* **Task to complete**:
Give the material again, renaming "Target" to "Object" throughout and leaving all other wording unchanged. Omit the pictures from your answer.
· · · · ·
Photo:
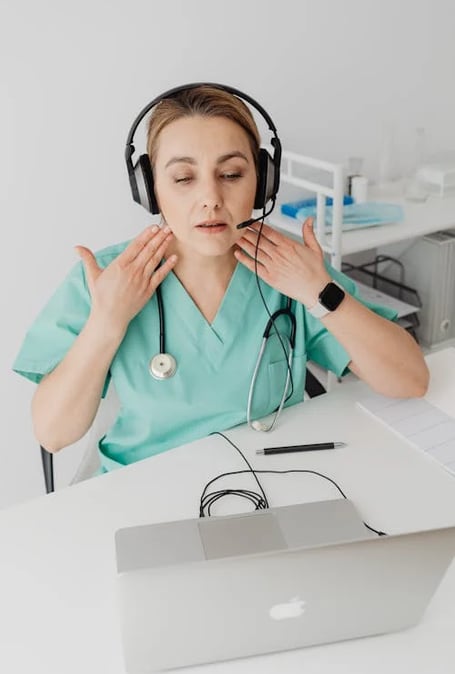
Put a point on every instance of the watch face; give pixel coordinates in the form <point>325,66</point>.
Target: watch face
<point>331,296</point>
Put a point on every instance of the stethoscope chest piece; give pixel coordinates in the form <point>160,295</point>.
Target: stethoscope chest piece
<point>162,366</point>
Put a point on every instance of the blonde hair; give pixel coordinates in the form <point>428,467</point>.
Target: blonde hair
<point>205,101</point>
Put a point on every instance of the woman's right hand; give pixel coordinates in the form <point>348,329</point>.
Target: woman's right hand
<point>121,290</point>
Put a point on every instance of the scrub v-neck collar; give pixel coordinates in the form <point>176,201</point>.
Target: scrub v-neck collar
<point>222,330</point>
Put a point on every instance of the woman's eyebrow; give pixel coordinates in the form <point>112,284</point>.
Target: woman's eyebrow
<point>220,160</point>
<point>231,155</point>
<point>183,160</point>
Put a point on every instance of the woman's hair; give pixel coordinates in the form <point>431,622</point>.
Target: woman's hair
<point>205,101</point>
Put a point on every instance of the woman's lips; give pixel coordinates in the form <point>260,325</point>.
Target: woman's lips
<point>211,226</point>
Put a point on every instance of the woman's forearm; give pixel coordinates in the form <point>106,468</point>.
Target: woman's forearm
<point>383,354</point>
<point>67,399</point>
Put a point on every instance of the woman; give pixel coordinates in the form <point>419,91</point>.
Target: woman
<point>102,322</point>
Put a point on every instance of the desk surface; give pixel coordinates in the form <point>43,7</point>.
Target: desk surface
<point>57,583</point>
<point>419,219</point>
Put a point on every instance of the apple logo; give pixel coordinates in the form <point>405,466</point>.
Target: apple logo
<point>293,608</point>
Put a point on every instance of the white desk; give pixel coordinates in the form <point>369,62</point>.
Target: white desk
<point>57,582</point>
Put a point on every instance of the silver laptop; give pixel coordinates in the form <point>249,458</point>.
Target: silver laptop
<point>204,590</point>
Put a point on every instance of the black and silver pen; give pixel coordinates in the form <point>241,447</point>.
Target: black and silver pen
<point>301,448</point>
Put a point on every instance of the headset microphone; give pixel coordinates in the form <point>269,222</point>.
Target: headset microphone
<point>249,222</point>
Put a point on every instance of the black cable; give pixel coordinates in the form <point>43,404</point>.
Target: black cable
<point>289,369</point>
<point>260,501</point>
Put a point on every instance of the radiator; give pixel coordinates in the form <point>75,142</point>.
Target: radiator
<point>430,268</point>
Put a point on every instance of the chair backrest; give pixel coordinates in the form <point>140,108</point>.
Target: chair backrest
<point>105,417</point>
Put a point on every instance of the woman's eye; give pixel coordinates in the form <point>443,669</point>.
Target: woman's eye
<point>232,176</point>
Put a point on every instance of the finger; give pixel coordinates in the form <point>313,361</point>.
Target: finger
<point>249,263</point>
<point>160,274</point>
<point>270,233</point>
<point>155,258</point>
<point>264,244</point>
<point>92,269</point>
<point>254,251</point>
<point>309,237</point>
<point>136,245</point>
<point>150,249</point>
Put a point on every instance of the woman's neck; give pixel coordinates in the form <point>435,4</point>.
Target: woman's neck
<point>205,279</point>
<point>194,269</point>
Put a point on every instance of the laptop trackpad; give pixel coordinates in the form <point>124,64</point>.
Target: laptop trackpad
<point>243,535</point>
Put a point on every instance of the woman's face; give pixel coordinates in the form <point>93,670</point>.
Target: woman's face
<point>205,182</point>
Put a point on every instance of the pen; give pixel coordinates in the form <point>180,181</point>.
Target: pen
<point>301,448</point>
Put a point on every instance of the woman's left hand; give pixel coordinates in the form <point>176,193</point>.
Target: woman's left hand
<point>294,269</point>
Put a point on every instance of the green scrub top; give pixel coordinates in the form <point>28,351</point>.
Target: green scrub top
<point>215,362</point>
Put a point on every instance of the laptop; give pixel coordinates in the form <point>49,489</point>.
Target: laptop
<point>210,589</point>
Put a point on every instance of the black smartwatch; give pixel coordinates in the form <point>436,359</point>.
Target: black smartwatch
<point>329,299</point>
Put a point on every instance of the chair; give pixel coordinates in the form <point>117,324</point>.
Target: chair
<point>106,415</point>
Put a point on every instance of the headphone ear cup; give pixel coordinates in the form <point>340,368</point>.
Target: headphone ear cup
<point>142,185</point>
<point>267,179</point>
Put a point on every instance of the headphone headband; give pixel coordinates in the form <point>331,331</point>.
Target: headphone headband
<point>141,176</point>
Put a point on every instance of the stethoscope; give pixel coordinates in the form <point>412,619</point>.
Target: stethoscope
<point>163,365</point>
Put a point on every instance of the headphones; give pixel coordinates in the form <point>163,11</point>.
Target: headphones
<point>141,175</point>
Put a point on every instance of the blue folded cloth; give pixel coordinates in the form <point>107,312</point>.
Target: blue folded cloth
<point>356,216</point>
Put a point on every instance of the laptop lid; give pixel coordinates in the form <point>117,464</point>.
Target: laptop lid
<point>197,591</point>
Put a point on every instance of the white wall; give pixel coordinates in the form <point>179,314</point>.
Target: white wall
<point>74,75</point>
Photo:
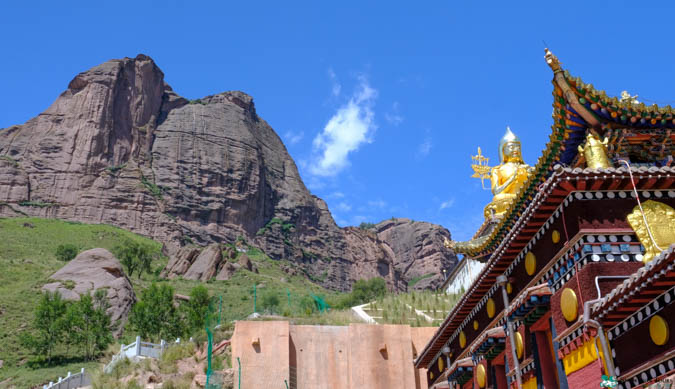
· · · · ·
* **Response to this task**:
Photo:
Put a point on every instance of the watch face; give pixel coordinates in the form <point>325,66</point>.
Object: watch face
<point>331,296</point>
Put a point on every instance of the stethoscope chest piece; give pixel coordinates in the form <point>160,295</point>.
Object: stethoscope chest piece
<point>162,366</point>
Put a point on every instance of the blonde hair; give pixel coordinates in the form <point>428,467</point>.
Object: blonde hair
<point>205,101</point>
Put a point on every instance of the woman's right hand; give pixel coordinates in the form <point>348,329</point>.
Object: woman's right hand
<point>121,290</point>
Put a point on every instance of the scrub v-neck collar; give pixel coordinates in the form <point>176,201</point>.
Object: scrub v-neck collar
<point>222,330</point>
Put a point on every instance of the woman's eyebrow; give pixel coordinates in the form <point>112,284</point>.
Object: woman's eyebrow
<point>220,160</point>
<point>231,155</point>
<point>183,160</point>
Put a point on every instance of the woman's hair; give pixel coordinates in the form <point>431,622</point>.
Object: woman's hair
<point>205,101</point>
Put a point on every instance of the woman's lips; give pixel coordinates in the form <point>260,325</point>.
Object: woman's lips
<point>211,226</point>
Put a point on every instance of the woman's forearm; give pixel coordinates in the form <point>106,468</point>.
Object: woman's forearm
<point>383,354</point>
<point>67,399</point>
Put a point on every instance of the woman; give pixel coordinates in the form <point>419,91</point>.
Object: woman
<point>102,322</point>
Put a point on every instance of the desk surface; give pixel coordinates in the form <point>43,7</point>.
Object: desk surface
<point>57,583</point>
<point>419,219</point>
Put a point on every instance of the apple logo; give pixel coordinates in the form <point>405,466</point>.
Object: apple logo
<point>293,608</point>
Put a point on every instance of the white desk; give pixel coordinates in the form <point>369,62</point>.
Object: white desk
<point>57,582</point>
Put a point on every instance of the silver laptop; give pixel coordinates in the form <point>249,458</point>.
Object: silver laptop
<point>204,590</point>
Put a point on every instance of the black and silver pen; give pixel coordinates in the form <point>241,447</point>.
Object: black and silver pen
<point>301,448</point>
Put a point on every instance of the headset microphone; give pixel coordinates in the form <point>269,222</point>.
Object: headset microphone
<point>249,222</point>
Put a point on every instance of the black cable; give pixel coordinates in the form <point>43,404</point>.
Object: black cable
<point>289,369</point>
<point>260,501</point>
Put a point on every instance of the radiator; give pixel coordinates in the form <point>75,142</point>.
Object: radiator
<point>430,268</point>
Put a point on every instance of the chair backrest; give pixel coordinates in the form <point>140,108</point>.
Object: chair backrest
<point>105,417</point>
Put a point on every instance of the woman's eye; give pixel coordinates in the form <point>443,669</point>.
Object: woman's eye
<point>232,176</point>
Put a point on every instance of the finger; give pixel coordinates in the form <point>313,361</point>.
Object: finger
<point>249,263</point>
<point>160,274</point>
<point>270,233</point>
<point>155,258</point>
<point>264,244</point>
<point>92,269</point>
<point>254,251</point>
<point>309,237</point>
<point>136,245</point>
<point>150,249</point>
Put a point on every instance of the woman's neck; give pixel coordinates in the form <point>435,4</point>.
Object: woman's neck
<point>205,279</point>
<point>194,269</point>
Put a point on every instance of the laptop trackpad; give pixel coordinates in the form <point>124,64</point>.
Object: laptop trackpad
<point>243,535</point>
Put a point on every instance of the woman's face; give pixel coordinates in the form <point>93,670</point>.
Object: woman's face
<point>205,182</point>
Put a point on every instance of the pen; give pixel coordinates in the form <point>180,181</point>.
Object: pen
<point>301,448</point>
Put a point on every instance of the woman's left hand; give pixel coordinates in the form <point>176,193</point>.
Object: woman's left hand
<point>294,269</point>
Put a point on every instance of the green scrub top; give pixel coordinates in the form <point>28,351</point>.
Object: green scrub top
<point>215,362</point>
Put a point on every instance of the laptop; give pixel coordinates in the form <point>49,489</point>.
Object: laptop
<point>210,589</point>
Put a point on every instance of the black smartwatch; give pixel coordinates in the form <point>436,359</point>.
Object: black smartwatch
<point>329,299</point>
Put a point on every instance of the chair; give pixel coordinates in the form <point>117,324</point>.
Object: chair
<point>106,415</point>
Put a point on every instance of the headphone ear cup; give pixel coordinates in the form <point>340,368</point>.
Object: headphone ear cup
<point>142,185</point>
<point>267,179</point>
Put a point on every instance of the headphone headband; give pixel coordinates in the form <point>331,331</point>.
Object: headphone headband
<point>141,176</point>
Put a point on every instance of the stethoscope; give pixel coordinates in the form <point>412,619</point>.
Object: stethoscope
<point>163,365</point>
Put a point on every instance of the headphones; give pixel coordinates in the form <point>163,11</point>.
Object: headphones
<point>141,175</point>
Put a point on every instance of the blue folded cloth; give pixel coordinates in the form <point>107,312</point>.
Object: blue folded cloth
<point>356,216</point>
Put a point on every instance of the laptop lid; give pixel coordinates in the form <point>117,464</point>.
Object: laptop lid
<point>197,591</point>
Put a point on every instance of the white wall; give pixel coordinates in the form <point>179,314</point>.
Object: white wall
<point>74,75</point>
Photo:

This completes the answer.